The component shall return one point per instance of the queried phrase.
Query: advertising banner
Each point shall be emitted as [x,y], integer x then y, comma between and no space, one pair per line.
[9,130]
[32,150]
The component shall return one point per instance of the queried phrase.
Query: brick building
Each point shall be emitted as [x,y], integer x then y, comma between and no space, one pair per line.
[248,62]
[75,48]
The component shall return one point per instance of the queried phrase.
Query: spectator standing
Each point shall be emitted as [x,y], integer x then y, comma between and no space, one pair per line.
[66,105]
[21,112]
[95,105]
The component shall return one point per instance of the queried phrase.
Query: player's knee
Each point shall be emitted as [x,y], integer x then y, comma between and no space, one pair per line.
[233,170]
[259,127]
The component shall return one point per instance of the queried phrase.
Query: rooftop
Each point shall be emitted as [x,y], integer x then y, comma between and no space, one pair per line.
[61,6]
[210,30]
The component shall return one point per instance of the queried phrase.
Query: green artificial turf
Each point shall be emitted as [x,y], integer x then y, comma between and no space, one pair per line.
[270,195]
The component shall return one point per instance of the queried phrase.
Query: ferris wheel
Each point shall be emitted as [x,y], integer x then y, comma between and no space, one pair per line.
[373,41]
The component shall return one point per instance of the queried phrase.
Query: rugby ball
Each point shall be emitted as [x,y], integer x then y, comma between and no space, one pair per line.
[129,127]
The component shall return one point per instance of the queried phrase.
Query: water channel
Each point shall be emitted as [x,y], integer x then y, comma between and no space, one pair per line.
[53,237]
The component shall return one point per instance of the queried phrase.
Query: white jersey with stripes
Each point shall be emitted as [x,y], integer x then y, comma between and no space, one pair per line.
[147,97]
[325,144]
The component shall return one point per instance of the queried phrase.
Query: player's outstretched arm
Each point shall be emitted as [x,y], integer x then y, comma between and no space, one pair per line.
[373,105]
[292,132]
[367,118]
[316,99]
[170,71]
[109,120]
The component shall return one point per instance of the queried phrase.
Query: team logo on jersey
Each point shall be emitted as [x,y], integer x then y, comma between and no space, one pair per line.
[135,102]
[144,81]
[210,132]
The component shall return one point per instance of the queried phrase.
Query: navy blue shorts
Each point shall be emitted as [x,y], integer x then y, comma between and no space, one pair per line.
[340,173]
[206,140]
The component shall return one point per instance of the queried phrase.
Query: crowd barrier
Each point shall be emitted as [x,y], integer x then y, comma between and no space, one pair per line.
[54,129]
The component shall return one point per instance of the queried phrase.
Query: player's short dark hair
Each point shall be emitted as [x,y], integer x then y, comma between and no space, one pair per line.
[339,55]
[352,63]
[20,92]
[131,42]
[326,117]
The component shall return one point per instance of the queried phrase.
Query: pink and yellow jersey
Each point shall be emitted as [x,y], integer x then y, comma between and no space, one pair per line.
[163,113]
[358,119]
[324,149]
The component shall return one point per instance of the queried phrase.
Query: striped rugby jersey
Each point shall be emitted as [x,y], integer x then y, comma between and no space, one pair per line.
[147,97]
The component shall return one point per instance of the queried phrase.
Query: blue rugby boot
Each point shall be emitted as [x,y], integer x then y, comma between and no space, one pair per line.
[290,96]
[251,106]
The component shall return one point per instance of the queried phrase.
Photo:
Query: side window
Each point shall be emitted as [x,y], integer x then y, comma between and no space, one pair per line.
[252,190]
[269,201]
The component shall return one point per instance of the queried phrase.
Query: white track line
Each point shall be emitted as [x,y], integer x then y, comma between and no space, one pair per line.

* PROBLEM REQUIREMENTS *
Repeat the preceding lines exactly, please, every one of them.

* EXERCISE OUTPUT *
The component shall return one point per instance of the queried phrase.
Query: advertising banner
Each point shall be emitted as [x,y], integer x then y, comma between and no space, one pair per line.
[9,130]
[32,150]
The component shall return one point per instance of the queried phrase.
Query: brick building
Each point shall be emitted as [x,y], integer x then y, comma between and no space, one pair per line.
[248,62]
[75,48]
The component shall return one point per instance of the queried phrase.
Query: spectator standing
Each point shall be emitted as [x,y], integer x then y, comma between and no space, one pair per line.
[66,105]
[21,112]
[95,105]
The component shall return one point per instance of the queried phrase.
Query: player's knee
Each point shall be emitted as [x,y], integer x then y, comma between and no space, one pair per line.
[233,170]
[259,127]
The component shall return one point per instance of the queried phrase.
Query: rooftop
Each point shall be emitted as [x,y], integer x then y, comma between and no space, one pair per line.
[61,6]
[210,30]
The component shall return one point per instance of the queried phrase.
Query: green artificial turf
Each point shall be emitted as [x,y], integer x then y, comma between and no space, one pair per line.
[270,195]
The component shall return one point per instance of the queried phrase.
Query: ferris wheel
Each point shall be emitted as [x,y], integer x then y, comma between and no space, one pair per line.
[373,41]
The component shall return one point per instance of the queried phrase.
Query: rugby ball
Each point shall be emitted as [x,y], integer x then y, comma between and no space, one pair per line.
[129,127]
The component shall return one point per instance of the queried phrase.
Query: water channel
Each point shall be emitted as [x,y], integer x then y, comma between and no space, one pair per line.
[53,237]
The component shall return one point per instance of the queried phrase.
Query: white jersey with stripes
Each point shall be emitted as [x,y], integer x then y, comma between and no space, one pair per line.
[147,97]
[325,144]
The component shall return one point per instance of the queried phrase.
Query: player's outstretched arm
Each point shall be emitted as [x,y], integer x then y, comma between and no space, one pair per line.
[373,105]
[292,132]
[367,118]
[316,99]
[170,71]
[109,120]
The component shall return one point per instance of the queried phrase.
Query: team logo on jersey
Each point shall be emitted as [x,y], integer x then y, comma between and no space, one pair per line.
[135,102]
[144,81]
[210,132]
The component shall return one point per instance of the queried phrase.
Query: navy blue shorts
Each point shall be emitted as [x,y], integer x then y, comma between and no space, one pair per line.
[340,173]
[206,140]
The component shall return one point per instance of the queried phrase.
Query: crowd barrier
Each point shall be emitted as [x,y], integer x then y, comma between and no space, one pair per line.
[54,129]
The component shall return one point per instance of the queried phrase.
Query: player's short dark hair
Each point shall be emitted as [x,y], integer x then y, comma between and no space, one pair per line.
[339,55]
[352,63]
[20,92]
[131,42]
[326,117]
The component shall return one point per instance of the queried phrase.
Query: pink and yellow jersey
Each point shall be emitted as [x,y], integer x then y, comma between and no space, one pair per line.
[163,113]
[358,119]
[324,149]
The component shall return one point per instance of the queried phrase.
Query: striped rugby jersey
Each point shall be emitted as [x,y], integer x then y, comma between and no space, one pair per line.
[147,97]
The component shall return one point per instance of the queried phrase.
Query: blue rugby boot
Each point shall be emitted as [x,y], integer x then y, comma between and no space, one pair per line.
[290,96]
[251,106]
The component shall return one point per instance of the queried phrase.
Photo:
Query: side window
Each point shall be emitted as [x,y], integer x then y, comma between and no space, one pair per line.
[252,190]
[269,201]
The component shall return one point per instance of the queried phrase.
Query: white track line
Each point shall be emitted as [x,y], integer x then y, comma between and no space, one pair per line.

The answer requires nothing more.